### SET PROBLEM
Filter the records below, keeping only the lines that contain the word "person", and copy those lines in the order they appear.

### THE INPUT

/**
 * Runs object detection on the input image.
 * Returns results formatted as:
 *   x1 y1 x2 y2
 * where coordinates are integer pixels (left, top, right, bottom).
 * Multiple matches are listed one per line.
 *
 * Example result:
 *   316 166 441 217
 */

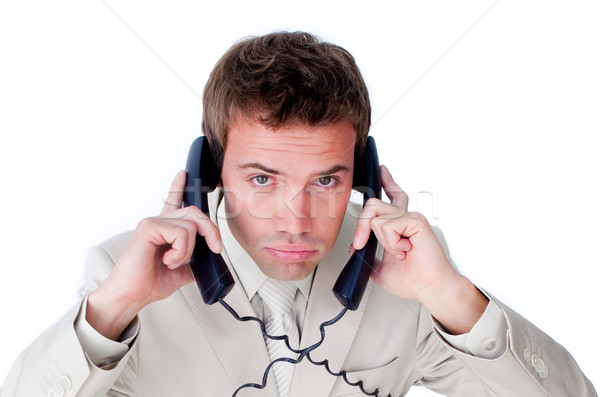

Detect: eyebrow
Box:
238 163 350 175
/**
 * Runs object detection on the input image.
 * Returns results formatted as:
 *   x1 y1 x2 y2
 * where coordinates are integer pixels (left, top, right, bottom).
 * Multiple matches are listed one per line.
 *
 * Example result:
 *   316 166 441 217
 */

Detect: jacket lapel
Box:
181 189 277 397
182 270 277 397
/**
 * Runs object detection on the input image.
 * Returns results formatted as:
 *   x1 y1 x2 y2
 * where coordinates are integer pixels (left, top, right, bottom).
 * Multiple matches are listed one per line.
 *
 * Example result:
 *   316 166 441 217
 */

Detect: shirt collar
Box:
217 200 315 302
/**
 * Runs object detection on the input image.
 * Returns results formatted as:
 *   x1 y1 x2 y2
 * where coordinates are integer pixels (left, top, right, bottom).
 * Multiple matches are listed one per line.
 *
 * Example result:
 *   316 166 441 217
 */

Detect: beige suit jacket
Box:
1 196 596 397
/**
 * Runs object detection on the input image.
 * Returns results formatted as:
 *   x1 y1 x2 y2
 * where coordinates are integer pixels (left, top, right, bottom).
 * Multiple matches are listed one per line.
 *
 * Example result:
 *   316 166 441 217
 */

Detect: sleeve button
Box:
523 347 531 362
58 375 73 390
48 383 65 397
485 338 496 351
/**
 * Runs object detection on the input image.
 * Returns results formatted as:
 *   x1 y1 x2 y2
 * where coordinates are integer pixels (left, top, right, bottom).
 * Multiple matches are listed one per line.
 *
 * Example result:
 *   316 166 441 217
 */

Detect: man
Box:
2 33 596 397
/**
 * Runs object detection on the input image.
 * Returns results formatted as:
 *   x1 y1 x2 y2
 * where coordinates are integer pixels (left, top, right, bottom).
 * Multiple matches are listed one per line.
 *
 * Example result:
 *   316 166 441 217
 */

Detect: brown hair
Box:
202 32 371 167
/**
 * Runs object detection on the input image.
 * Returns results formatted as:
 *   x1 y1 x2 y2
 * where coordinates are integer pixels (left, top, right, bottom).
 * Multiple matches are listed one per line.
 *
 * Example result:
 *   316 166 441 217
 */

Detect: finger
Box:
160 170 186 215
180 206 223 254
371 217 412 255
352 198 402 249
381 165 408 212
163 221 196 269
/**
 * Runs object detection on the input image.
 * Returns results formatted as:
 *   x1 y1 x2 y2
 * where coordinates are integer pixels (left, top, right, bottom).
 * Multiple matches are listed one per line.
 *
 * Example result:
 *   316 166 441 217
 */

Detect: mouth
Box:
265 244 319 262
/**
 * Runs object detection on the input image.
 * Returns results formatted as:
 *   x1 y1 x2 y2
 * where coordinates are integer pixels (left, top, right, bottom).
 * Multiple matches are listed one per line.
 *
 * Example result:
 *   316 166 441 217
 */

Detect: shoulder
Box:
79 231 133 296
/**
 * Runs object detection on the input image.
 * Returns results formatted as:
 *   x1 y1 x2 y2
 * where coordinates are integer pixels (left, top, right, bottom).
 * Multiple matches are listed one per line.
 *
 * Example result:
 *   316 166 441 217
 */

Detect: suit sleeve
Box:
1 232 137 397
416 227 597 397
416 294 597 397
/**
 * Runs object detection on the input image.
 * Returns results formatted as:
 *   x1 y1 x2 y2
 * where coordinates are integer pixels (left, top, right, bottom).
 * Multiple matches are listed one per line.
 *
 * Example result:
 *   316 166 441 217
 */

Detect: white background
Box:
0 0 600 396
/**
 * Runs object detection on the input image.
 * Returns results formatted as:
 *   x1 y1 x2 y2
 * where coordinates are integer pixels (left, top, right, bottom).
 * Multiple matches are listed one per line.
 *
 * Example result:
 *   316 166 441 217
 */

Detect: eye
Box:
252 175 270 186
317 176 338 187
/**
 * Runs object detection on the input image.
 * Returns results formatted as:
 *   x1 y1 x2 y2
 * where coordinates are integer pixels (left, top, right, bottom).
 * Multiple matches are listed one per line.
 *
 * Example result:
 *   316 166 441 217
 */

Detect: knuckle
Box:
136 218 156 230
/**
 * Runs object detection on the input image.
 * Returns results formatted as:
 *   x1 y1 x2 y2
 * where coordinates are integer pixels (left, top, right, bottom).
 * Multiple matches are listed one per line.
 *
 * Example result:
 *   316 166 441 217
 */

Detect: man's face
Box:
221 119 356 280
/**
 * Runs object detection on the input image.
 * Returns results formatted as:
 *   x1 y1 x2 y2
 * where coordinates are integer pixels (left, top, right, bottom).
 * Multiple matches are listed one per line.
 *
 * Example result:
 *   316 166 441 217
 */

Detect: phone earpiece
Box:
333 137 381 310
183 136 235 305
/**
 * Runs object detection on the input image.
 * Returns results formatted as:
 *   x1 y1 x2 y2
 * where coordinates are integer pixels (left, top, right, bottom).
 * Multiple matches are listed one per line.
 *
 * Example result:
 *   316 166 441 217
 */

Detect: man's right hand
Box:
86 171 222 340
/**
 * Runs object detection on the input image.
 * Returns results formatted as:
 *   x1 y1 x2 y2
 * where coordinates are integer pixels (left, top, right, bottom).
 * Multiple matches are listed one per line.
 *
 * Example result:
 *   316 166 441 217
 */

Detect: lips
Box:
265 244 319 262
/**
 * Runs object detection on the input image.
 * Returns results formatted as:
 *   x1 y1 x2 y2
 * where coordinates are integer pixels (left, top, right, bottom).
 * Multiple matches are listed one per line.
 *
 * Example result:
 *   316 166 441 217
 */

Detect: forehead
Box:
225 119 356 162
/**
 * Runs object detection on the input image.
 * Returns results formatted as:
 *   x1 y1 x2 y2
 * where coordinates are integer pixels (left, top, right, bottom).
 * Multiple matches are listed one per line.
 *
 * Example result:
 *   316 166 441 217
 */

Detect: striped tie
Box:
258 279 299 397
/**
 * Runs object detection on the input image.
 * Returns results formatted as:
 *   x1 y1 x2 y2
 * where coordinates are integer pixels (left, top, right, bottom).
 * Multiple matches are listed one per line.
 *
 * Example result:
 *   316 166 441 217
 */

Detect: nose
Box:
275 189 315 235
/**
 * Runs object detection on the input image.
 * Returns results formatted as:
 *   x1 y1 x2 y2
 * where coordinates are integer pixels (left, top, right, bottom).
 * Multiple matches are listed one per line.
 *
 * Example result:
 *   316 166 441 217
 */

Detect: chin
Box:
259 262 317 281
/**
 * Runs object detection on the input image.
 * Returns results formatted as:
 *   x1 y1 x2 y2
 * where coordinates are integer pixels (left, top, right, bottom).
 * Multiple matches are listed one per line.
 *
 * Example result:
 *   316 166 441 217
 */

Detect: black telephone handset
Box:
183 136 381 310
183 136 235 305
333 136 381 310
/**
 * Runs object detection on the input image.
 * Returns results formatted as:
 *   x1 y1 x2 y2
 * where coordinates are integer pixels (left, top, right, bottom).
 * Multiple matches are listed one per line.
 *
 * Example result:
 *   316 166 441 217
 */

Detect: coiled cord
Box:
219 298 390 397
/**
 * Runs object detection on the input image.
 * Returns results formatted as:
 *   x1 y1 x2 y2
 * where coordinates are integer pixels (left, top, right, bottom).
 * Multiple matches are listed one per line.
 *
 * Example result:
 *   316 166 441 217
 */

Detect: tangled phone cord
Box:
219 298 391 397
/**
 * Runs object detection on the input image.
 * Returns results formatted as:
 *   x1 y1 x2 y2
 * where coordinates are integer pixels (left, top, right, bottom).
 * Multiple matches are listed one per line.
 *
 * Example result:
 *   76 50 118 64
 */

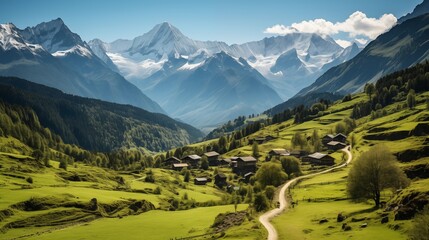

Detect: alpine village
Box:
0 0 429 240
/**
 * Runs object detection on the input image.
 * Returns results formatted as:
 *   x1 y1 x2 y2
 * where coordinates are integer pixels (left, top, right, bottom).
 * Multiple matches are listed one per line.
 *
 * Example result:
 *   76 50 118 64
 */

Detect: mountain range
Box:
0 18 164 113
89 22 360 127
0 77 203 152
297 11 429 96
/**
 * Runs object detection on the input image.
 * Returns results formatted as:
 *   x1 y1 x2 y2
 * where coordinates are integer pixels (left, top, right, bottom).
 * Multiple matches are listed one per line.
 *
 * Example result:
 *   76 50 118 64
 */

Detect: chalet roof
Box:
324 134 335 138
327 141 346 146
270 148 290 155
204 151 219 157
195 178 207 182
308 152 328 159
173 163 189 168
237 156 257 162
183 154 201 160
224 157 238 163
290 150 307 155
216 173 226 178
334 133 347 138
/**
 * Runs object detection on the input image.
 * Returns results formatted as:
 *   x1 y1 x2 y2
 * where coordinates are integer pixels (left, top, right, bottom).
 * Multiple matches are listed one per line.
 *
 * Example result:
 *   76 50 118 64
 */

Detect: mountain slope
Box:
296 14 429 96
0 77 202 151
0 19 163 112
398 0 429 23
147 52 281 127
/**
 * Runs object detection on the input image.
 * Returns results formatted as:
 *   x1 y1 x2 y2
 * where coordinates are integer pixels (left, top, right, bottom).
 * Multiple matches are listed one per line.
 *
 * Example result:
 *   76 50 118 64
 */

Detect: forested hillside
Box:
0 77 202 152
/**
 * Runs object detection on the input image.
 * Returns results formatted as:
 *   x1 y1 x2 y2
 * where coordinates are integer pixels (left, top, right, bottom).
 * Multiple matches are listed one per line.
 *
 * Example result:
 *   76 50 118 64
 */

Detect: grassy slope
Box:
0 90 429 239
7 204 247 240
268 93 429 239
0 145 227 239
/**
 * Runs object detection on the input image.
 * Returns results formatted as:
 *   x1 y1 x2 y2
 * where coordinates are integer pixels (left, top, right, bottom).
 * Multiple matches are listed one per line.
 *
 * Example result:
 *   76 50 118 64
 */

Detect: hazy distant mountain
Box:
0 19 163 112
297 14 429 96
91 23 349 99
146 52 282 127
0 77 203 152
398 0 429 23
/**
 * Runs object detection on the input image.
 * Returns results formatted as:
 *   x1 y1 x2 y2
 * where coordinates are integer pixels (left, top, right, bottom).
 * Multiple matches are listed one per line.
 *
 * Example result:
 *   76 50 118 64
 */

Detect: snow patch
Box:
177 62 204 71
52 45 92 58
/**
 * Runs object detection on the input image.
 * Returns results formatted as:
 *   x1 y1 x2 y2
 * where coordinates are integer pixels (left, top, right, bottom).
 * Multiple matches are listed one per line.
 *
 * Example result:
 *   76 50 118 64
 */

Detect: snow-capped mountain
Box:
141 52 282 127
0 19 163 112
294 13 429 98
90 22 358 99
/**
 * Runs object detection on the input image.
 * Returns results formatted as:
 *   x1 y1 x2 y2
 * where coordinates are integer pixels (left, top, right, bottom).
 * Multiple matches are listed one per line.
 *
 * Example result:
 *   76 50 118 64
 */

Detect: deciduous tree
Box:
280 156 302 179
255 162 287 188
347 145 409 207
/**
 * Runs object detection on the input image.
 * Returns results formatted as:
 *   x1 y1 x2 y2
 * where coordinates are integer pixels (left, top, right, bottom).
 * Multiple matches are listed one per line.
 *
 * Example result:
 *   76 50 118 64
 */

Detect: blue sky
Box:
0 0 422 44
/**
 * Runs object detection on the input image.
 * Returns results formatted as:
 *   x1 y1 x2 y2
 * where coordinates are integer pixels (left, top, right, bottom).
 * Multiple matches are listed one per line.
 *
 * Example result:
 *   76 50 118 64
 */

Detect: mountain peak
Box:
129 22 197 60
21 18 85 53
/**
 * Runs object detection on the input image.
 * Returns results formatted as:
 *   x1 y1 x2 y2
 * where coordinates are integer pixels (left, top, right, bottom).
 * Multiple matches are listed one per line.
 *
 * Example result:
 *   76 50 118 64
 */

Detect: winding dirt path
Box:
259 146 352 240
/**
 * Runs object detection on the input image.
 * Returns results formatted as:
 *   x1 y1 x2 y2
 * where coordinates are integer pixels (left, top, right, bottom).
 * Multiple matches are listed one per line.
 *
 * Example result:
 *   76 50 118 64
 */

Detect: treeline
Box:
204 114 271 140
271 99 332 124
0 77 202 152
351 60 429 119
0 101 158 170
204 116 246 140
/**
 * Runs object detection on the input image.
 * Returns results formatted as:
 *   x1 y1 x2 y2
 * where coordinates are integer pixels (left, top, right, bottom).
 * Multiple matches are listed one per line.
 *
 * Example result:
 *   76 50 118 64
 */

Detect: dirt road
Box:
259 146 352 240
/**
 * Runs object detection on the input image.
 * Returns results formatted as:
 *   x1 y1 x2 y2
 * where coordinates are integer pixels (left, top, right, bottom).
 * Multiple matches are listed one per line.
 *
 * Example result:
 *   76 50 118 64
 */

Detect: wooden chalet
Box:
172 163 189 171
182 154 201 168
249 135 276 145
302 152 335 166
322 134 335 146
289 150 308 159
194 178 208 185
243 172 255 183
268 148 290 159
204 151 220 166
326 141 347 151
164 157 181 166
215 173 227 188
231 156 257 175
217 158 231 166
332 133 347 143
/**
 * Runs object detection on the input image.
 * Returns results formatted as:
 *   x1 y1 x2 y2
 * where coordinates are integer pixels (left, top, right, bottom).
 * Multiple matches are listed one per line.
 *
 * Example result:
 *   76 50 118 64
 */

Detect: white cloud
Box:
335 39 352 48
264 11 397 40
264 24 298 35
292 18 338 35
335 11 397 39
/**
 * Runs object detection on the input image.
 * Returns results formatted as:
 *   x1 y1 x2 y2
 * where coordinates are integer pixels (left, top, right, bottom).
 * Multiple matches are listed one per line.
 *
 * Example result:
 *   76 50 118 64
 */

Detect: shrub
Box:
60 159 67 171
25 177 33 184
253 193 269 212
153 186 161 195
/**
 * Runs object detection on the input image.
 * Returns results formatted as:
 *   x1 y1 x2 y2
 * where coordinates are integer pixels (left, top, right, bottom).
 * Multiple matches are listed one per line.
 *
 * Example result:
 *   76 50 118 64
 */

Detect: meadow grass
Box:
28 204 248 240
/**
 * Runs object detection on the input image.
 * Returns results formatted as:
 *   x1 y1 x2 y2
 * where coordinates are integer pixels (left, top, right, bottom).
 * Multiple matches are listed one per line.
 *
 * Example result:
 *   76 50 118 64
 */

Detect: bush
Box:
253 193 269 212
144 174 155 183
153 186 161 195
183 169 191 182
409 205 429 240
265 185 276 201
26 177 33 184
60 159 67 171
255 162 287 188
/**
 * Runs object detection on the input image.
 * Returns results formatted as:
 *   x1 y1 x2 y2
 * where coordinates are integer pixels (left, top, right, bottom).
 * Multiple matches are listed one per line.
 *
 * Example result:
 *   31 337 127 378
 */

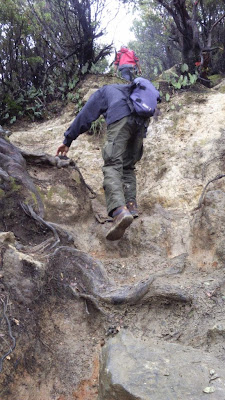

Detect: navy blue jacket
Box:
63 84 134 147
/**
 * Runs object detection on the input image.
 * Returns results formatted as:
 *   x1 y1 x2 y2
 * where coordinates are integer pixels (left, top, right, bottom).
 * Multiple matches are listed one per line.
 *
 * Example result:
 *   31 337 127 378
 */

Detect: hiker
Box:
56 77 159 240
114 45 142 82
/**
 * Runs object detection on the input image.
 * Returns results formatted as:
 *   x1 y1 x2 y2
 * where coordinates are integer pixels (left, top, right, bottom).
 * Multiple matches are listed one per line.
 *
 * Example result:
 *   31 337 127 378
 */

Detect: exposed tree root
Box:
49 246 192 313
21 150 96 198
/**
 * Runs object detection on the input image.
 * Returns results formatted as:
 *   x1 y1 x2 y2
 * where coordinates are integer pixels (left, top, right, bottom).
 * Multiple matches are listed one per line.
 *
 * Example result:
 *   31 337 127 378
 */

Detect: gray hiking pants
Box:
102 115 146 216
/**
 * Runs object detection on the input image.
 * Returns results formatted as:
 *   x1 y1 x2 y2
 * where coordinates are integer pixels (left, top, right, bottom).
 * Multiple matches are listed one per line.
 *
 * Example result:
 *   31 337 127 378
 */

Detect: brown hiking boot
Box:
106 206 133 240
127 201 138 218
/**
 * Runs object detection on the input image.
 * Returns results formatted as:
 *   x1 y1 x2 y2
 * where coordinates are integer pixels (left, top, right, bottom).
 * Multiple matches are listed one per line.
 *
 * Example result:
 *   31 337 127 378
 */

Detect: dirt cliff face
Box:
0 77 225 400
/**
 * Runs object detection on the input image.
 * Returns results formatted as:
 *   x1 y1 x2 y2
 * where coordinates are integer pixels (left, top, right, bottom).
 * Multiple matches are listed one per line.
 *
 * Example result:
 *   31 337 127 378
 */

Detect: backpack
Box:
130 78 160 118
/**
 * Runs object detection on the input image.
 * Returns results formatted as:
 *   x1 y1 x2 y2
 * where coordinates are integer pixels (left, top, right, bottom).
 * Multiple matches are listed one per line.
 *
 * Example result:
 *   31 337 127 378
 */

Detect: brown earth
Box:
0 77 225 400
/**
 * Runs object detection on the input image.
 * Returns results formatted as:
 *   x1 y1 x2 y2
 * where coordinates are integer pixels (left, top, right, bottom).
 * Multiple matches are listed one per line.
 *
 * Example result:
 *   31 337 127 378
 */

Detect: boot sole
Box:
106 215 133 240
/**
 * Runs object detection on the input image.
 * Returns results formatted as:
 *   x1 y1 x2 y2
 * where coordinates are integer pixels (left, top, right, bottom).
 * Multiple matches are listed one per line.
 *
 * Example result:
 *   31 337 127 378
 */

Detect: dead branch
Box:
192 174 225 212
0 298 16 373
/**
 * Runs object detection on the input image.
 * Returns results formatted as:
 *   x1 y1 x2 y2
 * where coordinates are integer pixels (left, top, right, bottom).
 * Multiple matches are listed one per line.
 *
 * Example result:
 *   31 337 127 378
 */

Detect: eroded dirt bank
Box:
0 77 225 400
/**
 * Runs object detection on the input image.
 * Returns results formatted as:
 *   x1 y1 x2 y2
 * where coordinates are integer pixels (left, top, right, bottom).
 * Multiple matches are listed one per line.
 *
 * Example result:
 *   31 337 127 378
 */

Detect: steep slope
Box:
0 73 225 400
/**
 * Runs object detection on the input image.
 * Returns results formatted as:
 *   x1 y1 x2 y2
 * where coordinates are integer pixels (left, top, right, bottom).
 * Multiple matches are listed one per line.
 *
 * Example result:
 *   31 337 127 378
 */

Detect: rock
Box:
99 330 225 400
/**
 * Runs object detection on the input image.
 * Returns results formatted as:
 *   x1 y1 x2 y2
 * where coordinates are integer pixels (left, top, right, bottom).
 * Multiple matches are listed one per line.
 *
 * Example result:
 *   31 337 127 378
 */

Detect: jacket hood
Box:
120 47 129 53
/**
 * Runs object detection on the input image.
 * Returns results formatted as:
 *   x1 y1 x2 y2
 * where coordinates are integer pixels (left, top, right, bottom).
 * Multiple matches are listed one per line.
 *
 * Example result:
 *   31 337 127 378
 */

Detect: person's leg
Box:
102 117 132 216
123 119 146 218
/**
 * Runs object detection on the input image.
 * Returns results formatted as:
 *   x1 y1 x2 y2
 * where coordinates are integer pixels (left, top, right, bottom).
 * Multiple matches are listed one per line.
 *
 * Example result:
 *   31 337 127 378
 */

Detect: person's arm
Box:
56 88 107 155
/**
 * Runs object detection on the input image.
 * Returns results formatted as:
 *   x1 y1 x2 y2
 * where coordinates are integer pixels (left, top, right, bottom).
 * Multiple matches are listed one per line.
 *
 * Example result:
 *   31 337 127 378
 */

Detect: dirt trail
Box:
0 77 225 400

### ANSWER
Detect: person's leg
Detect: person's arm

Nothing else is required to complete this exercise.